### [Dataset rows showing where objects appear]
-=-=-

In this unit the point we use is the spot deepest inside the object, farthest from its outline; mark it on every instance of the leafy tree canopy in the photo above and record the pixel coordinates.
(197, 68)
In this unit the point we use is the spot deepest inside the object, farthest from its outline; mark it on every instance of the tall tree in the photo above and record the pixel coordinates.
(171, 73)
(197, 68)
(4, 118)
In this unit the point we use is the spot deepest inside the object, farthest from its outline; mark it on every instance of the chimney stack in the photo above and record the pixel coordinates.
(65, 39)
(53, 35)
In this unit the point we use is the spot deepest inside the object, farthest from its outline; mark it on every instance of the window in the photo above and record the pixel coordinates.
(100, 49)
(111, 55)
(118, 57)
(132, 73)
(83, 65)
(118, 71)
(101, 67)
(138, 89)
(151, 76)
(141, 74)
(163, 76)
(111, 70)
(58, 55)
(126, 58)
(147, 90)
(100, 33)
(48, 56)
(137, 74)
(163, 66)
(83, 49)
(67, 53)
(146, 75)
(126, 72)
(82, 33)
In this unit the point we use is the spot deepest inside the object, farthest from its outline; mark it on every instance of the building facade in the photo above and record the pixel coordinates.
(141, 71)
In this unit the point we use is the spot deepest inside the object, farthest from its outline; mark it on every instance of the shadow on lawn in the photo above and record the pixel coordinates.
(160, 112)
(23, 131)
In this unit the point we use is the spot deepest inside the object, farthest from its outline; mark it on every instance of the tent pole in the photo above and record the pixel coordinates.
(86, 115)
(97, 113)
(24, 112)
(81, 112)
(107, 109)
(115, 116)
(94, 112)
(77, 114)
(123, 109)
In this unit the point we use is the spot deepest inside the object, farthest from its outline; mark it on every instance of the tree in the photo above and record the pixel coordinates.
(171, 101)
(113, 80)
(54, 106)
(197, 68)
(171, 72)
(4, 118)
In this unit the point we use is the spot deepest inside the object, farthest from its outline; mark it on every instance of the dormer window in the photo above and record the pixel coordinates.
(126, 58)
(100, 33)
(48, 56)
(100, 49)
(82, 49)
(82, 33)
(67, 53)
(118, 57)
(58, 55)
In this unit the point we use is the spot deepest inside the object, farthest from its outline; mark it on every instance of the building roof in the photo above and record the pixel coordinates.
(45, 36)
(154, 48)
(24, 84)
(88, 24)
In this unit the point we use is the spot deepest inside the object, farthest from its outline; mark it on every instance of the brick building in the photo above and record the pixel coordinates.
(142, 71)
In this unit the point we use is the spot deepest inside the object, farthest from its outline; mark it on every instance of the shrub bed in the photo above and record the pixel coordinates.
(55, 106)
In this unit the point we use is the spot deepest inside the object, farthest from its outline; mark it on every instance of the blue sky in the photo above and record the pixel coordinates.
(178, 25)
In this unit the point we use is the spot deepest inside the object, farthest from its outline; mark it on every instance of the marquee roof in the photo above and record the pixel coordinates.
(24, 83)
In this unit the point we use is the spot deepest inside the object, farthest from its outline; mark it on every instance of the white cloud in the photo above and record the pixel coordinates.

-=-=-

### [Written exercise]
Please copy every one of the rows above word for word, keeping each line unchanged.

### [Response for this exercise]
In this unit the point we use is the spot deepest inside the object, farthest from its outline; mark it on every instance of the leafy tree canopy in the photo above and record the pixel coordinates.
(197, 68)
In this unit the point we use is the spot deepest inside the object, farthest from its outline; mark it on every instance of the tall tree in the photo above and record the pixel coordinates.
(171, 73)
(197, 68)
(4, 118)
In this unit the point we use is the spot deepest inside the object, farthest from its outline; mark it on every instance of the chimney stack in the photo above and record the pixel coordinates.
(65, 39)
(53, 35)
In this unit the point we use is the spot deepest inside the object, farthest from its outline; mark it on every instance of the window in the photo above and record the pixel coordinates.
(100, 49)
(111, 55)
(118, 57)
(132, 73)
(83, 65)
(118, 71)
(101, 67)
(138, 89)
(151, 76)
(141, 74)
(163, 76)
(111, 70)
(58, 55)
(126, 58)
(147, 90)
(100, 33)
(48, 56)
(137, 74)
(163, 66)
(83, 49)
(67, 53)
(146, 75)
(126, 72)
(82, 33)
In this unit the point we use is the spot deepest inside the object, farthest from its outline; mark it on every instance of the building facade in the photo above and record the pixel coordinates.
(141, 71)
In this unit the point we use is the spot deepest inside the object, farthest from its outline; mark it on every instance of the shadow on lawn in the photo above and record the pixel coordinates.
(160, 112)
(23, 131)
In this unit the point we use is the spot deepest inside the object, farthest from its outline; mark it on every instance of the tent pole in the photo above and record the pixel coordinates.
(86, 115)
(97, 113)
(24, 112)
(81, 112)
(107, 109)
(115, 116)
(94, 112)
(77, 114)
(123, 109)
In this unit the point we use is the spot deepest inside the object, farthest from its outline; mark it on every instance of the tree in the photo above and record the pixel coordinates.
(171, 101)
(113, 80)
(54, 106)
(197, 68)
(171, 72)
(4, 118)
In this unit the point we use is the spot deepest inside the object, farthest from its outline; mark it on every instance of the dormer window in the photo above and record the pixel coordinates.
(126, 58)
(100, 33)
(48, 56)
(100, 49)
(82, 49)
(82, 33)
(67, 53)
(118, 57)
(58, 55)
In this unit the point we use is the spot deepest inside the object, farthest from its outline; mark it on every instance of the building roof in the photo above and record the pixel coordinates.
(45, 36)
(154, 48)
(24, 84)
(88, 24)
In this unit the point we use is the spot deepest inside the object, farthest from its outline; mark it on every instance of the brick building in the photo above and record the pixel coordinates.
(142, 71)
In this unit the point we use is the spot deepest inside the object, farthest from its outline; mark it on every instance of the shrub bed in the photo above and record the pixel coordinates.
(55, 106)
In this unit the point we use is the spot deepest inside the object, farthest from its outline; mark it on every instance of the blue sky in the photo above and record the pixel coordinates.
(178, 25)
In this unit the point we use is the spot deepest inside the object, farthest from its outline; mark it on every instance of the marquee roof in the photo above and record the pixel coordinates.
(24, 83)
In this unit the point we use is the spot deepest inside the object, farthest from its outline; mark it on every instance of the white cloud in the photo above and record the pixel coordinates.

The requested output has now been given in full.